» **Given exercise 1**
In the school description, what reason is given for the academic program being rigorous?
» **Given exercise 2**
Translate this sentence from the school description into Spanish: "Happiness is not trivial or peripheral at Auburn."

» **Text to read**
CHOICE: We founded our school because parents of our children needed a better choice. They have for too long been forced to choose between schools that offered their children a full, challenging academic program and schools which gave them the intense social support they needed. That choice is no longer necessary. Our school addresses both of their needs.

LAUGHTER: We teach our students the rules of conversation and the conventions of social interaction, but we do not teach them to laugh. That is something they find themselves. It comes when their minds are delighted by an intellectually sophisticated idea, by an incongruous new fact, or when a new friend makes a joke. It comes when they connect in a novel and pleasing way, and it is the most wonderful sound that can occur here.

APPRECIATION: Unseen in their complexity and individuality, unappreciated for the distinctive gifts they have, children can lose themselves in schools that do not address them as who they are. That doesn’t happen here. By being understood, they begin to emerge. In experiencing the joy of connection, they learn to connect. In very small classes, no one falls between the cracks. There are no cracks.

HAPPINESS: Happiness is not trivial or peripheral at Auburn. Because our students have often been extremely unhappy in their previous schools, and because unhappiness forces them inside of themselves, their happiness is at the center of our work. The result is that children who have never liked coming to school cannot wait for Monday mornings or the first day after vacation.

CHALLENGE: Our academic program is rigorous because our children are bright and thrive on intellectual stimulation. Highly personalized to address the wide range and remarkable depth of our children’s interests, academics at Auburn comprise all the traditional subjects with significant experiential and project-oriented work. The result is children who are deeply engaged, inspired to learn, and fully prepared for future educational experiences.

» **Records**

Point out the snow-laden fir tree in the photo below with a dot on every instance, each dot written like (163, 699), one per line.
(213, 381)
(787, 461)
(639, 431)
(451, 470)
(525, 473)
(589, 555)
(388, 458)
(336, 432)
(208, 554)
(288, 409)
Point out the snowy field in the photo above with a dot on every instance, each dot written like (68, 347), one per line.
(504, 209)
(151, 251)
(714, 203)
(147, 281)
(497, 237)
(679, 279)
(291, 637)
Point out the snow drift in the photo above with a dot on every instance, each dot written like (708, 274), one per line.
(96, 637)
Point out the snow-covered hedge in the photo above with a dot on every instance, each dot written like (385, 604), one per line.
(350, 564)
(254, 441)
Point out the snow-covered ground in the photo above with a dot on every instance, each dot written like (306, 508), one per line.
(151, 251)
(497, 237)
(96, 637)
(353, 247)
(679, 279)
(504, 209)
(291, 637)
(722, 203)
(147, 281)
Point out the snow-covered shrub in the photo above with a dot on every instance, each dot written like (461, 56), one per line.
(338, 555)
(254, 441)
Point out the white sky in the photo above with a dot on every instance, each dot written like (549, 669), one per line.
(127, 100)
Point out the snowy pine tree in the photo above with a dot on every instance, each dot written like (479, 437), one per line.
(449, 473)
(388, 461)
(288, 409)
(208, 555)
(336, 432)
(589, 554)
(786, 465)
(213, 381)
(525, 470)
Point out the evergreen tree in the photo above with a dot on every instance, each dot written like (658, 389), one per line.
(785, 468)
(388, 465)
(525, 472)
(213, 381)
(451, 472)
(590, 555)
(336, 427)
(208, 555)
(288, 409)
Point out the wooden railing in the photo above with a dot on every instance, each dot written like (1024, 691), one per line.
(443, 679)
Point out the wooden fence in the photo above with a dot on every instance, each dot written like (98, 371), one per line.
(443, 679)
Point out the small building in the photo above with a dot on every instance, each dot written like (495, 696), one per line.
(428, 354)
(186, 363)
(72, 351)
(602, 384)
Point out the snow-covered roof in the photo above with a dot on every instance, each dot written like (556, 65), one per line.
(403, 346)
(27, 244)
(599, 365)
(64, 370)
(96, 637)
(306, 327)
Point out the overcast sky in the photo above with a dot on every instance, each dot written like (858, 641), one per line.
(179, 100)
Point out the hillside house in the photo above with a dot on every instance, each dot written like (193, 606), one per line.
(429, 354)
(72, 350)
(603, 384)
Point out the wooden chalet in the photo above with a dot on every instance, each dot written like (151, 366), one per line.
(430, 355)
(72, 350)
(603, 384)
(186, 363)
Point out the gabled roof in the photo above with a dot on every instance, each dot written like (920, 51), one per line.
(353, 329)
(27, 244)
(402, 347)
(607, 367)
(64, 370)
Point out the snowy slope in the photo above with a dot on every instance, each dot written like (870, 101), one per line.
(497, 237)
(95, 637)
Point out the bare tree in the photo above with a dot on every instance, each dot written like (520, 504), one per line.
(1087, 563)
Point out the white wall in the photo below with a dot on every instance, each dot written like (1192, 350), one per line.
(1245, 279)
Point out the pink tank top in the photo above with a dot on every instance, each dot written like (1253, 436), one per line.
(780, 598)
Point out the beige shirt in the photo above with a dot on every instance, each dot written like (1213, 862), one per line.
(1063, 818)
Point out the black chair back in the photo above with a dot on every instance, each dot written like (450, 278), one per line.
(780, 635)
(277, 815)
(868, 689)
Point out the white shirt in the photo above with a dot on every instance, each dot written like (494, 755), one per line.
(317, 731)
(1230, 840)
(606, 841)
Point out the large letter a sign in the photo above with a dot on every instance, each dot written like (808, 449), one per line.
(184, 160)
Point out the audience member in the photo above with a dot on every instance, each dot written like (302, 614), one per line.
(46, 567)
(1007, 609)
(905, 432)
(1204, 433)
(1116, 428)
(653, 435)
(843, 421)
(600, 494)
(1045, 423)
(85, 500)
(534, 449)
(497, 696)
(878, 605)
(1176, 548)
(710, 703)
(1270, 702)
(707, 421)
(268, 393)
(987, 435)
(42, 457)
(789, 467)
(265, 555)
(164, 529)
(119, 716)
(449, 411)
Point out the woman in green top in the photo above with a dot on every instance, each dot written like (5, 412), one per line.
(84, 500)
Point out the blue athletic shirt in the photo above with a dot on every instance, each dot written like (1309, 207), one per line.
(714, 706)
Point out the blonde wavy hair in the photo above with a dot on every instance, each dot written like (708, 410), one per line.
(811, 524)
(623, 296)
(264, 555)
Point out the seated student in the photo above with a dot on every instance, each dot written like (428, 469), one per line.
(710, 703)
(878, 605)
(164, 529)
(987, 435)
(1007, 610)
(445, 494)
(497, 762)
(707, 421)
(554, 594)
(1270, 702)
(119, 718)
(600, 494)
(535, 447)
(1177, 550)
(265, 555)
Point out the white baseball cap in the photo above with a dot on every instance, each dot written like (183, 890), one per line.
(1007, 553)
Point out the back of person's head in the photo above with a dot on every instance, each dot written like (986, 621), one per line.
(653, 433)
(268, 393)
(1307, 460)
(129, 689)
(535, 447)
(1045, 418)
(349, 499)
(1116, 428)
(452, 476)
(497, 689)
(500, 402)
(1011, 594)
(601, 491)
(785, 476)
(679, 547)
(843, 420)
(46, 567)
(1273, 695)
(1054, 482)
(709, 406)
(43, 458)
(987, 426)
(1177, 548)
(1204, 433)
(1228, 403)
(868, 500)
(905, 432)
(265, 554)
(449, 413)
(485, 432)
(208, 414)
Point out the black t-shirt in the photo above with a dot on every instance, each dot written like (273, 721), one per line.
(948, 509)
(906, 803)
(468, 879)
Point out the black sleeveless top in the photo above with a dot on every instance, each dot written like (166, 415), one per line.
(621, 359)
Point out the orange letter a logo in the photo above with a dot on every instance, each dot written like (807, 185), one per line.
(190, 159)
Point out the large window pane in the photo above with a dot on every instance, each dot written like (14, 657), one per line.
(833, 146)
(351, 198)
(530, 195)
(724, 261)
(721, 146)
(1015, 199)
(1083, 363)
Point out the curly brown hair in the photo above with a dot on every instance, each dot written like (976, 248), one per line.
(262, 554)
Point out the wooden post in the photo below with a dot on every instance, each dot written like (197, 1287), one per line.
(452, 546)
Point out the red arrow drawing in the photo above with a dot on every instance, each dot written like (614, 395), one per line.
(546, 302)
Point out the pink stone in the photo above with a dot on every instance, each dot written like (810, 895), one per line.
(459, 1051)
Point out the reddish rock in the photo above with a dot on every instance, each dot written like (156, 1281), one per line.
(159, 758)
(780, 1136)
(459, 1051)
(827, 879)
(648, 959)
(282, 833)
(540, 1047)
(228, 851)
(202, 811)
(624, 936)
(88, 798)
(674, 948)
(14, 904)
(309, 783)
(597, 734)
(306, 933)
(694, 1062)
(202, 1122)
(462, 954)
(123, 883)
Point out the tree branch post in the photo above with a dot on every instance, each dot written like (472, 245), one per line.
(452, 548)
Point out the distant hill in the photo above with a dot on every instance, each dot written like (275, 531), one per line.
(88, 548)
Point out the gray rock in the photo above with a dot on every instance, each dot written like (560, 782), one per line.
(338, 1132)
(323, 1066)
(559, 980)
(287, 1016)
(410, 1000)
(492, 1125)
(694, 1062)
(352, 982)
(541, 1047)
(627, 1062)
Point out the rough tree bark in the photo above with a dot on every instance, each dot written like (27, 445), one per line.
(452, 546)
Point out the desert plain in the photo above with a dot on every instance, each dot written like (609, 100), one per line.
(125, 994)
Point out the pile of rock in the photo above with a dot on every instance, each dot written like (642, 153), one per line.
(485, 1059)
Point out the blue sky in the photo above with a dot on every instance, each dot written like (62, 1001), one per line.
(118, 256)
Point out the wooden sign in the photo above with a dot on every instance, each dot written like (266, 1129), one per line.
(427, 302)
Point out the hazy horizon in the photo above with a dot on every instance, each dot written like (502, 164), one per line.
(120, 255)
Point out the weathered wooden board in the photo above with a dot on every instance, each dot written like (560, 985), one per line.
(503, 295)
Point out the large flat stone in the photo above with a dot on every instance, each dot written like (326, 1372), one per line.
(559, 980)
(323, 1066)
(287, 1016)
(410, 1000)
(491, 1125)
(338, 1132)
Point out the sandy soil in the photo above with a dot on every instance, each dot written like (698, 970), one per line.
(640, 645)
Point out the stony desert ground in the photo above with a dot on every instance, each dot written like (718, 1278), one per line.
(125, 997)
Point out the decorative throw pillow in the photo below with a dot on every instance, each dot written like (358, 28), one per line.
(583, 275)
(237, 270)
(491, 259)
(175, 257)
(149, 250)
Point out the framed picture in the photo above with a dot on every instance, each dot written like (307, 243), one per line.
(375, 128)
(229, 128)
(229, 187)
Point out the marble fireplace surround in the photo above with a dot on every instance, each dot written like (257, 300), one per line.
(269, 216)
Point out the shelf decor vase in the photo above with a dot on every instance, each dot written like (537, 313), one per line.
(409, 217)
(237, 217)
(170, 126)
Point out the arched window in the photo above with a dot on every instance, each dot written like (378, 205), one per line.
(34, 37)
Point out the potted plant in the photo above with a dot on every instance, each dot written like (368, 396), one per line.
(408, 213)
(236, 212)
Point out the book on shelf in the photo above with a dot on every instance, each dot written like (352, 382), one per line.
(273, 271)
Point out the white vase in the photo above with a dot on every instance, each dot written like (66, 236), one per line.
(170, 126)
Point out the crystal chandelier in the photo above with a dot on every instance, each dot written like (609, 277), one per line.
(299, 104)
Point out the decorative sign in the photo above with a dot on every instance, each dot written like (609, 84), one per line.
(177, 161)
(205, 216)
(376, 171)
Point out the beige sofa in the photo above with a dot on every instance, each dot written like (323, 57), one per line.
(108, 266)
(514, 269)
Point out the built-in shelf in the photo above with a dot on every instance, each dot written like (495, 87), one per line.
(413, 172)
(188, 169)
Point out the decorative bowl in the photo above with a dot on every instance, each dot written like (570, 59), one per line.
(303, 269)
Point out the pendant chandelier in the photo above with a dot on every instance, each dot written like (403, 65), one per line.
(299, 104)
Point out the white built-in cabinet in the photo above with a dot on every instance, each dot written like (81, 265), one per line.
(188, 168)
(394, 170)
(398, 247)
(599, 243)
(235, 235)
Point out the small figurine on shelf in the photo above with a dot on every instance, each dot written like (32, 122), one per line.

» **Final result 1**
The program is rigorous because the children are bright and thrive on intellectual stimulation.

» **Final result 2**
En Auburn, la felicidad no es algo trivial ni periférico.